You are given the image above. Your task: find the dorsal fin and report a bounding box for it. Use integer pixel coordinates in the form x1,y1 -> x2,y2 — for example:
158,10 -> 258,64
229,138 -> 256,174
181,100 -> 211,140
---
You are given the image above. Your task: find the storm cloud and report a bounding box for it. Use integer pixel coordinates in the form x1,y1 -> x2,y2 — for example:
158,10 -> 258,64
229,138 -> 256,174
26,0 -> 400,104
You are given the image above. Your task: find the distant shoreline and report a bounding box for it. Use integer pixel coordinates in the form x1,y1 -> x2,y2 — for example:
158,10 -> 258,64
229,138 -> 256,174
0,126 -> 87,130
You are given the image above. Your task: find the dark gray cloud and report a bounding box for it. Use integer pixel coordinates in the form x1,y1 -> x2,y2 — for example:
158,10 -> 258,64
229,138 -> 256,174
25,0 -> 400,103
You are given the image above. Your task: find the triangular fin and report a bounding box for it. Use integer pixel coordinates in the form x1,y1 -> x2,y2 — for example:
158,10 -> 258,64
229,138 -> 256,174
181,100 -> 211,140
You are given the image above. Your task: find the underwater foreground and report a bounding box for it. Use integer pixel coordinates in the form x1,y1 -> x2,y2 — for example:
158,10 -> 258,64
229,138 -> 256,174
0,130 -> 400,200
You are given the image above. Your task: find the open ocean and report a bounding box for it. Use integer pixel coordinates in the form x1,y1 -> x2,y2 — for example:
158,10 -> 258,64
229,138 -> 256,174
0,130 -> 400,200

WHAT THE EXERCISE ASKS —
Reproduce word for word the part of the material that opens with the line containing "You are given the image above. Your task: find the dark" and closes with the line containing "25,0 -> 400,103", including both of those lines.

EXPECTED ANSWER —
You are given the image above. Your task: find the dark gray cloud and report a bounding box for it. Use integer pixel coordinates in the form x1,y1 -> x2,y2 — for example:
158,10 -> 258,64
229,138 -> 256,174
25,0 -> 400,103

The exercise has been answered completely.